··· SOURCE EXTRACT ···

[ExI] your big chance
Dan TheBookMan
danust2012 at gmail.com
Fri Jan 24 05:03:53 UTC 2020
I'm sorry I missed your question, whatever it was. I got backed up on email. And the list volume here is usually too much for me, especially given the density of some of the content. For instance, I'd love to participate in the discussions on qualia and consciousness, but it quickly turns into many posts I just never get around to reading.
However, your reaction is childish, in my opinion. You really should work on that. I won’t dwell further on this here.
For others who might read this, I'm guessing Bill W asked for an example of a libertarian society. I can't think of any pure examples, though there are definitely societies that were more libertarian than others at least in some respects. I think most people in much of the West today live fairly libertarianly -- even if they don't know what libertarianism is much less would agree with its tenets. Why do I believe this? Because most in the daily lives tend not to coerce others. (Yes, there are government agents who do -- the police and deployed militaries, for instances, but I'd also include others who indirect coercers such as judges and bureaucrats. There are also, of course, individuals who coerce others -- muggers, assaulters, rapists, and murderers, but they're generally not seen as legitimate users of coercion and are often resisted, sometimes successfully. It's rare when, for example, an unarmed person is shot to death by the cops that the cops are then penalized in any way. But if some lone individual shots to death an unarmed person, there's usually an immediate response -- from other people if not from the cops or government.)
Now, regarding past examples, it's funny that there are folks here claiming to be libertarians who seem to know almost nothing about libertarianism, including haven't read any of the libertarian classics or the literature. (Not all of it. It's far too large for even scholars to keep up. The classics, though, are a much smaller set than all the journal articles, research studies, positions papers, debates in print or in video, conference notes, etc.) Murray Rothbard raised the example of Ancient Ireland (in his _For a New Liberty_, one of the classics) as a society without a ruler. The example is a bit complicated, but during part of the time there was no overall king and aligning oneself with a legal authority wasn't tied to territory. It's not a knock down argument, but shows that one can have a working society that lasts for hundreds of years without a central authority. It's even an example of something that was hard to conquer. (The English eventually did conquer it, but it took much longer because conquering each group had to proceed piecemeal. There wasn't William the Conqueror approach where you defeat the central authority and the rest is merely mopping up pockets of resistance.)

··· INFORMATION GIVEN ···

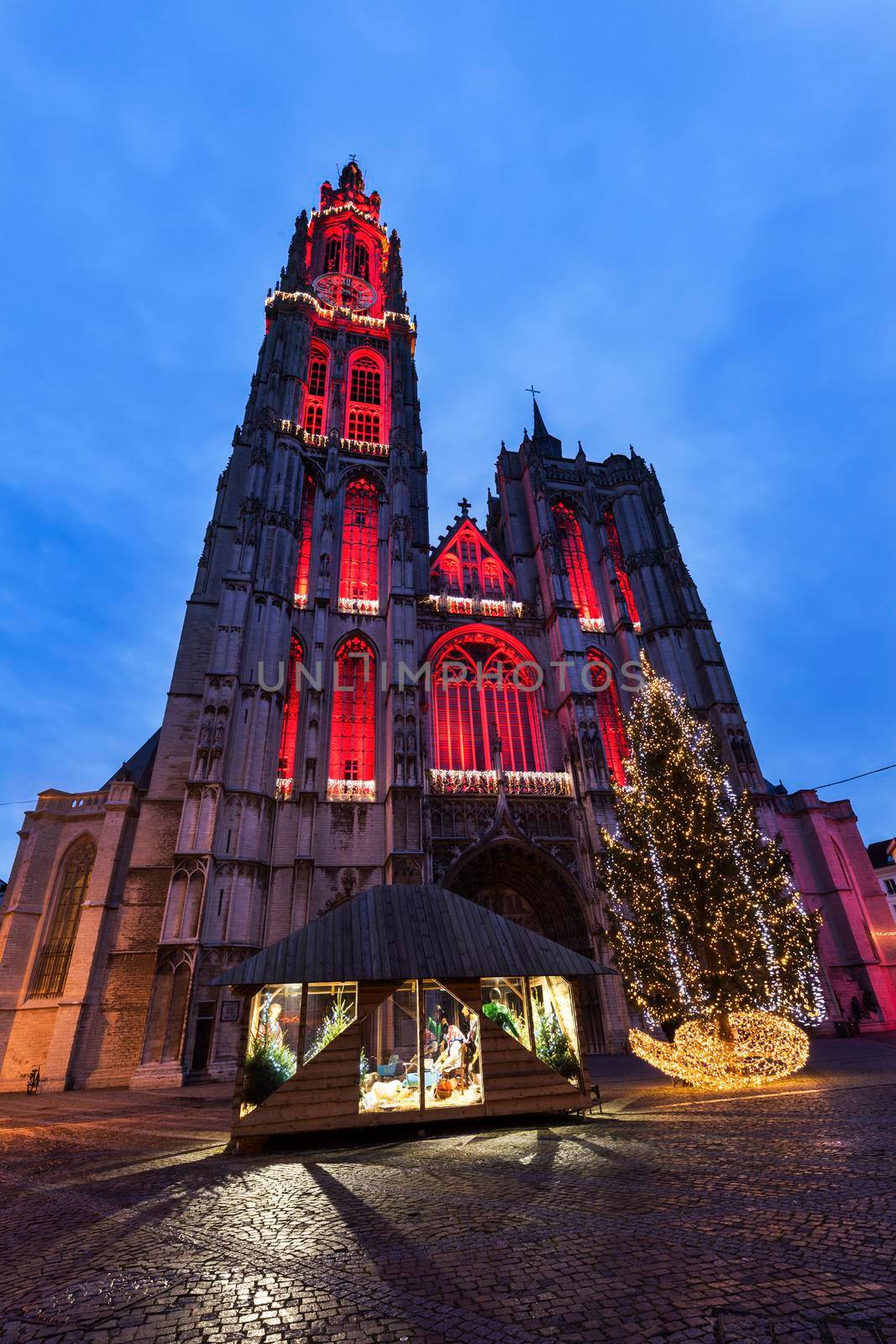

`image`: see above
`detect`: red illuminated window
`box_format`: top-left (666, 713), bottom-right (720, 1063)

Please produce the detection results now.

···
··· INFORMATION GIVEN ···

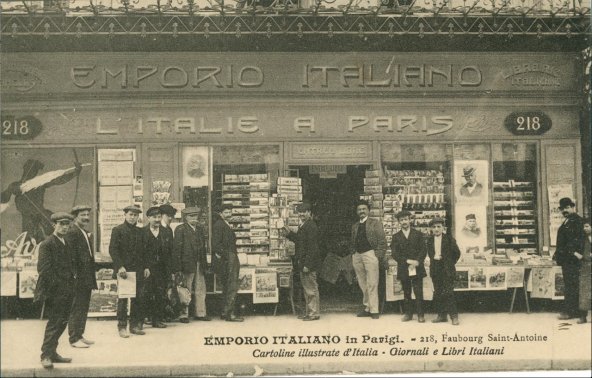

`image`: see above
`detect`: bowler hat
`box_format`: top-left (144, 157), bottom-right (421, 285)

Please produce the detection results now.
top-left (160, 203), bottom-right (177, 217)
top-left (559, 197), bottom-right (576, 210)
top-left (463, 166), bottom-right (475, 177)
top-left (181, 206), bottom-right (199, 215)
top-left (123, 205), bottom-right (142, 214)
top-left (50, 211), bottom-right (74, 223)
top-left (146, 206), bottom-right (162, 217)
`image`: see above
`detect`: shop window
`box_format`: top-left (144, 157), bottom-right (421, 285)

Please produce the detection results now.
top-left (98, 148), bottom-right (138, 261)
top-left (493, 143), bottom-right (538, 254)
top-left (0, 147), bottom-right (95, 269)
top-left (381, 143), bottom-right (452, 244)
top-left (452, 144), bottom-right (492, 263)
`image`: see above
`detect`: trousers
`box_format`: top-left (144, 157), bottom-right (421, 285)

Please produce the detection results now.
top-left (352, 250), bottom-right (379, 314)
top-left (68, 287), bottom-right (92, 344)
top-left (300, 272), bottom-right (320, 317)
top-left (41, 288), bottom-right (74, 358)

···

TASK REQUIREMENTS:
1. In the post on libertarian societies, which book does Murray Rothbard use to raise Ancient Ireland as an example?
2. Write the next part of the post on libertarian societies, picking up after its final sentence.

WRITTEN RESPONSES:
1. *For a New Liberty*

2.
David Friedman (in his _The Machinery of Freedom_) gave the example of Medieval Iceland from about 900 CE until Norway took over about 300 years later. (A period, mind you, that's longer than the US has been in existence.) It's similar in that there's no central authority and legal disputes are settled by both parties agreeing on an arbiter. (What happened if they didn't agree? Well, either party risked getting declared an outlaw -- being outside the law, and so prey to anyone else.)
Someone might point out that these examples weren't modern societies. Fair enough as far as it goes. Someone else might point out that they eventually were absorbed into states (like England or Norway), though this doesn't really tell us a society without a central authority isn't possible or can't flourish.* Any society might succumb to military invasion or even just internal change. The issue is whether such a society is more or less stable rather than whether it's eternally immune to all ills (which would seem setting the standard impossibly high). I'm sure no one would use the example of Poland and France falling to German invasions in 1939 CE and 1940 CE to the fact that they both had central governments and the latter even had a world class military with the latest tech (better tanks and aircraft, I've read, than the Germans). In the context of their times, the above examples seem to have done quite well.
Later!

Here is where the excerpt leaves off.